> **Ejercicio propuesto A**
Actualiza el fragmento sobre el desempleo y la vivienda en España: reproduce todo lo que va desde "Tanto el desempleo" hasta "un arsenal disciplinario.", sustituyendo "barrios hacinados" por "barrios masificados".

> **Fragmento citado**
※ ※ ※

Olvidados de la democracia (Foto: EFE)

Zyab Ibañez

Desde cualquier presente surge la tentación de imaginarse en un gran fin de ciclo, donde todo lo pasado fue mejor, o, si uno se ve optimista, en el principio de otro, con lo bueno por llegar. Basta un azar del calendario para reforzar la ilusión. Pasa con los cumpleaños, las Nocheviejas, unas elecciones políticas o una crisis espectacular, como la que ahora atraviesa Europa y todavía peor España. Quizá el cambio social se acelere, y cada supuesto fin o principio de etapa pierda dramatismo. En cualquier caso, destaca la tozuda persistencia de algunas debilidades españolas, sobre todo aquellas en las que las políticas públicas se muestran una y otra vez incapaces de corregir los desmanes del mercado, tal y como ocurre con los males endémicos del desempleo, los bajos salarios o el acceso a la vivienda.

Es verdad que la sociedad y la economía españolas han evolucionado radicalmente desde la transición a la democracia, incluso antes, beneficiándose de manera más o menos directa del resurgir europeo tras la segunda guerra mundial. No obstante, durante todos esos años, la mitad de la población no se ha visto librada de la amenaza del desempleo, los bajos salarios y sus carestías vitales. Una de las más visibles ha sido la dificultad de acceder a una vivienda y la mala calidad de muchas de las construidas en sucesivas oleadas de bloques de extrarradio.

Tanto el desempleo y los bajos salarios como los barrios hacinados parecían transmitir un mismo mensaje, más o menos explícito: este es un país donde sobra casi la mitad de la gente. Desde luego, esta realidad, además de otras cosas, alberga un arsenal disciplinario.

※ ※ ※

> **Material de partida**

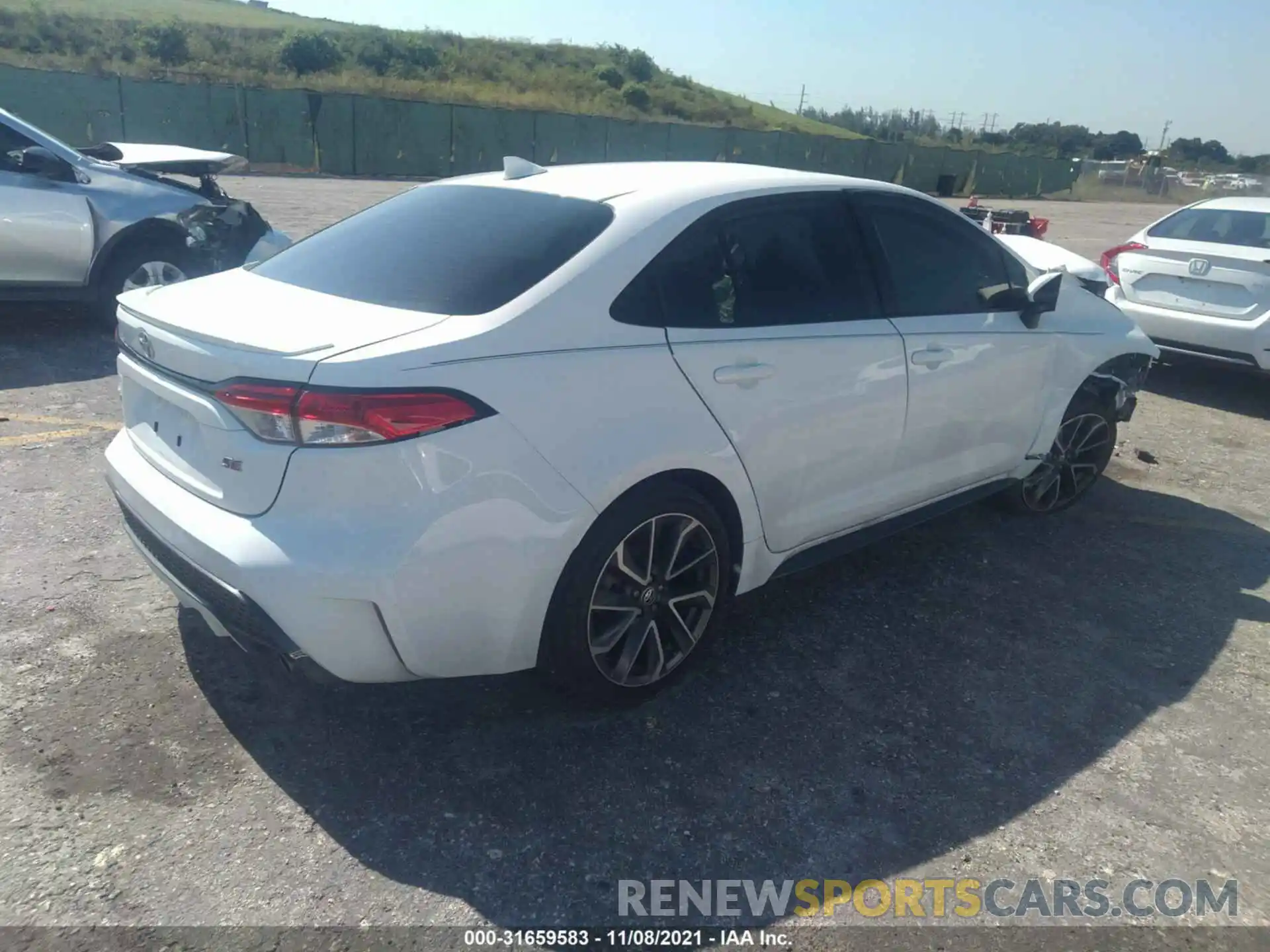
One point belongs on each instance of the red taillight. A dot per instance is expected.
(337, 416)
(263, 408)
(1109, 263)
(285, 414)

※ ※ ※

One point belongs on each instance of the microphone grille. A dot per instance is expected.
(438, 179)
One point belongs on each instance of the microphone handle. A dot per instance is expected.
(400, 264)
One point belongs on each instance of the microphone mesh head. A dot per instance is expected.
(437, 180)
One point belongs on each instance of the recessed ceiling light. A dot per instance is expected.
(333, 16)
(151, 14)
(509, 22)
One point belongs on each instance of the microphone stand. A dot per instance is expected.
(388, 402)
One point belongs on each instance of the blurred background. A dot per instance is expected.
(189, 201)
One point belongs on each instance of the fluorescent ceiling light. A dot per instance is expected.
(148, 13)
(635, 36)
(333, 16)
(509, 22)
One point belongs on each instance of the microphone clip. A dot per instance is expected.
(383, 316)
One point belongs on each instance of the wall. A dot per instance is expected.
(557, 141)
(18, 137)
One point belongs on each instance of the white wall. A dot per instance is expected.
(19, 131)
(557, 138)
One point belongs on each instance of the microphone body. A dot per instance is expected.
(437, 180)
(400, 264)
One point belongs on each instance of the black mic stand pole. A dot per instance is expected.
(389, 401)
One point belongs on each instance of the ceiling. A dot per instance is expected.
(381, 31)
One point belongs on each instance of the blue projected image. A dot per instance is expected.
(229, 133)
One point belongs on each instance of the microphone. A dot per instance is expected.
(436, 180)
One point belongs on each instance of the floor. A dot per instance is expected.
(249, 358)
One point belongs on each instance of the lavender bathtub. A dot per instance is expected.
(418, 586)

※ ※ ※

> **Ejercicio propuesto B**
Cuenta las líneas del listado en las que aparece la palabra "wall" y da solo el número.

> **Respuesta A**
Tanto el desempleo y los bajos salarios como los barrios masificados parecían transmitir un mismo mensaje, más o menos explícito: este es un país donde sobra casi la mitad de la gente. Desde luego, esta realidad, además de otras cosas, alberga un arsenal disciplinario.

> **Respuesta B**
2